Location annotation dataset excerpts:
+--

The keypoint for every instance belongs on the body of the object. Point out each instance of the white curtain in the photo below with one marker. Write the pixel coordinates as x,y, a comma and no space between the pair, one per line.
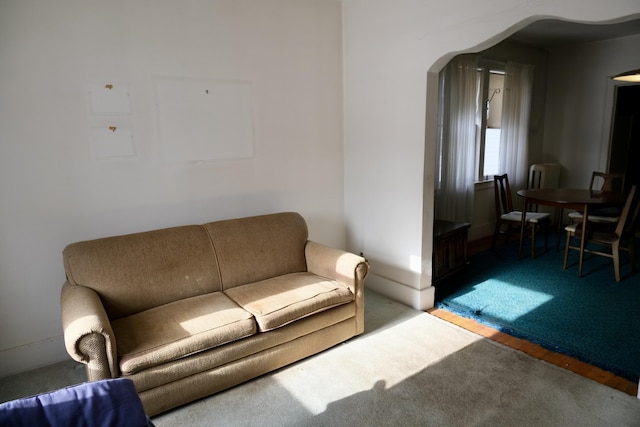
516,109
454,195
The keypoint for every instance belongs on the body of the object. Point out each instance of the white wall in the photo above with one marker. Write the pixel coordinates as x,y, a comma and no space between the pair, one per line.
393,50
53,191
579,107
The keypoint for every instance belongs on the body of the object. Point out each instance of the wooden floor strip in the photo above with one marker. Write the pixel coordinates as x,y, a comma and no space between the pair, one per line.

+--

» WHAT IS ASKED
Render all the items above as a numbered list with blank lines left out. Omit the pictures from the answer.

» TASK ANSWER
1. The keypoint for every instance belongs on the body of the object. Point out each instance of the white curtain in the photo below with one marker. Write the pixel coordinates as x,y, a comma and no space between the pair, one per line.
2. 516,109
3. 454,195
4. The keypoint for every instance belongs on the body of the object. Point out each instance of the white wall in the photo above with one marker. Write the pixel coordinates as x,y, a comma and no space between the pair, one per line.
5. 393,50
6. 53,191
7. 579,107
8. The keypoint for every instance belongs on the body of the object. Point out each instance of the wooden floor strip in the photo above with one marker. Write the pixel coordinates as x,y, a comma and no space between the pair, one per line.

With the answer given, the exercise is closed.